**Stated exercise:** Render the items below as a numbered list, leaving out blank lines, covering only the part that opens with the line containing "Expected: one point per instance of the wheelchair armrest, each" and closes with the last line of the items.

**Entries supplied:**
::::::::

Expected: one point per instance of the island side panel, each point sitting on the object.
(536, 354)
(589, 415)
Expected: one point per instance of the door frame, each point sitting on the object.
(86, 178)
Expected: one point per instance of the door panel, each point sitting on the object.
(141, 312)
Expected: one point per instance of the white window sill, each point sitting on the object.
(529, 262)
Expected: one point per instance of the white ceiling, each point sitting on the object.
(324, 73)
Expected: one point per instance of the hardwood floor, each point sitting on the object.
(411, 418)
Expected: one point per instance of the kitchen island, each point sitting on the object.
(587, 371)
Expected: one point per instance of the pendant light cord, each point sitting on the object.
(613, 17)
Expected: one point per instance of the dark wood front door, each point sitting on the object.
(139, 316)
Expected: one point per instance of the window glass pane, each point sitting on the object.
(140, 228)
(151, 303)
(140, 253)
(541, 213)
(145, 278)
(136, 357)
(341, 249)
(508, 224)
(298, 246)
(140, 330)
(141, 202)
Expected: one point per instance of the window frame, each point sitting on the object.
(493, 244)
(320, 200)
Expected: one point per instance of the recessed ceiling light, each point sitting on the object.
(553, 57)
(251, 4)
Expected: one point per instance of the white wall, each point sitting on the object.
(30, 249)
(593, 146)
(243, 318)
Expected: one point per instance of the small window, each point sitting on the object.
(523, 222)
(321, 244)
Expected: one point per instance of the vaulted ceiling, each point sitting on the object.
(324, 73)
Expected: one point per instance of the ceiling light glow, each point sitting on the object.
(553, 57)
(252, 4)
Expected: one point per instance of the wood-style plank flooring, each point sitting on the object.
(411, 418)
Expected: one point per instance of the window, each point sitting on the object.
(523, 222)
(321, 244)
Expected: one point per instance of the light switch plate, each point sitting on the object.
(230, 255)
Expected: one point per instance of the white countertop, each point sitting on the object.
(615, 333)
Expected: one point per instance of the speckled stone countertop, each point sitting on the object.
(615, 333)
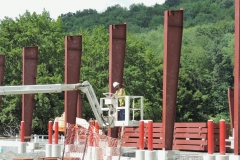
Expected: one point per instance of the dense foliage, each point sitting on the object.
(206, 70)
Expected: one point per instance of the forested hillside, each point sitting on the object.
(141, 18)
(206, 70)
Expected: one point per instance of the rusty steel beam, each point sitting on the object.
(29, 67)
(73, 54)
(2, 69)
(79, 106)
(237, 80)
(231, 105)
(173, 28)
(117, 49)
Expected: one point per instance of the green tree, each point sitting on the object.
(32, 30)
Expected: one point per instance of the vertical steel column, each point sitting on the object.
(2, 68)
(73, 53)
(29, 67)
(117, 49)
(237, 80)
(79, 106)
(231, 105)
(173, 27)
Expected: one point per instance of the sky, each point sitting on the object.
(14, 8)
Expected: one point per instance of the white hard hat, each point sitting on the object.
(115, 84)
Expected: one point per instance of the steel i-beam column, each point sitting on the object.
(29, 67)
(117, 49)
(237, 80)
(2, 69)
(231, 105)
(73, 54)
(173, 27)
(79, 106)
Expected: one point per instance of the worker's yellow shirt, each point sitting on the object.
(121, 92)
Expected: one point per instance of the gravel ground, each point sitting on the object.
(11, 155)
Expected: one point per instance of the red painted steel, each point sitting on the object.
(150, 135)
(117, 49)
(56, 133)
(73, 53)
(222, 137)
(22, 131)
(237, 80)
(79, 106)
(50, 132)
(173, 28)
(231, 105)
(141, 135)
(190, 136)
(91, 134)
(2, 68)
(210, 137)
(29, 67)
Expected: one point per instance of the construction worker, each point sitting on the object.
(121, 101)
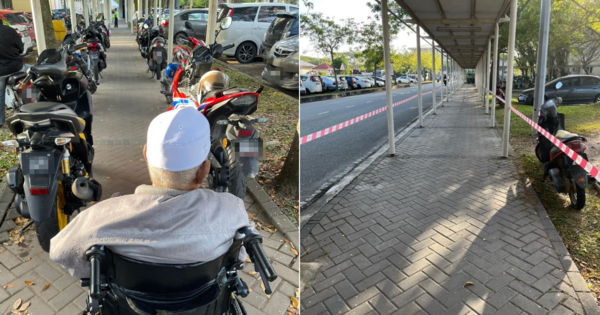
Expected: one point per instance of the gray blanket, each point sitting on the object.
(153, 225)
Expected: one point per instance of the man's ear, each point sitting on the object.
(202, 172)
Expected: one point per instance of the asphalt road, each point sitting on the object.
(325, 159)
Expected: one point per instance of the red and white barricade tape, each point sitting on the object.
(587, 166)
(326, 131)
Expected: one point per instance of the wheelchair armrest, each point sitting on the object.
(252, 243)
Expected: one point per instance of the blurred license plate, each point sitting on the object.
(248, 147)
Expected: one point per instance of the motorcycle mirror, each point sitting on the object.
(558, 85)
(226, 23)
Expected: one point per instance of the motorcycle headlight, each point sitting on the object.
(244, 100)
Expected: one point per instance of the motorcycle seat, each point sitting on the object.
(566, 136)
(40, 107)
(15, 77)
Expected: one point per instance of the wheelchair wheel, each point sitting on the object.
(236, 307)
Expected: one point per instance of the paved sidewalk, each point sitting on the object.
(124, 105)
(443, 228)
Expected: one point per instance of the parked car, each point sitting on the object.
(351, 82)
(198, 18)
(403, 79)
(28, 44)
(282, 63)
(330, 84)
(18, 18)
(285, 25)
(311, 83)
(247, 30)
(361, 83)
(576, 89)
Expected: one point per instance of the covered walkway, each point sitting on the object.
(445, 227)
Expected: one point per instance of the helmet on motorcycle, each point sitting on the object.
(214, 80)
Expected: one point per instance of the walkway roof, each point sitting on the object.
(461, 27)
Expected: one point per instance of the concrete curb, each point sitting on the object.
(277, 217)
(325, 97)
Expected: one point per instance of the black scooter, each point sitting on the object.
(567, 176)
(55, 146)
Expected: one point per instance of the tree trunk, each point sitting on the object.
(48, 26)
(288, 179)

::::::::

**Reply to the task:**
1. Expected: one point per instance of the wheelchair armrest, each point sitting on the object.
2. (252, 243)
3. Expected: one point per instance of the blurred license plate, each point sitting on the object.
4. (248, 147)
5. Expected: one point per instance of the motorcycle mirror, each point sitting on the object.
6. (558, 85)
7. (226, 23)
8. Expected: one point per instance of the motorcycle headlight, each point sitting on the object.
9. (244, 100)
10. Expected: one point per instance of the motorcycle seat, each point sitting on the object.
11. (566, 136)
12. (40, 107)
13. (15, 77)
14. Expected: one point per instance of the wheelchair wheel, each point sitting on the object.
15. (236, 307)
16. Expected: one point per instance of the paved sidewalk, each point sitting on the object.
17. (124, 105)
18. (443, 228)
19. Expected: one point per instance of the parked car, each point sitting on the object.
20. (351, 82)
21. (198, 18)
22. (403, 79)
23. (28, 44)
24. (282, 63)
25. (330, 84)
26. (18, 18)
27. (285, 25)
28. (311, 83)
29. (247, 30)
30. (361, 83)
31. (576, 89)
32. Expected: one point per instance of the covered walkway, each point sitting on the object.
33. (445, 227)
34. Expected: one point per instance of the helmet on motorcycle, each point sitting on the object.
35. (214, 80)
36. Expected: one point per instance of the walkway roof, each point sitting on the object.
37. (461, 27)
38. Expected: one point per instance of the concrete curb, each point sitting on the object.
39. (277, 217)
40. (325, 97)
41. Expected: one point per instance of the black scooter, each point sitting on the object.
42. (567, 176)
43. (55, 146)
44. Expected: one point per instance of the tree trunk, each point sitting on the object.
45. (48, 26)
46. (288, 179)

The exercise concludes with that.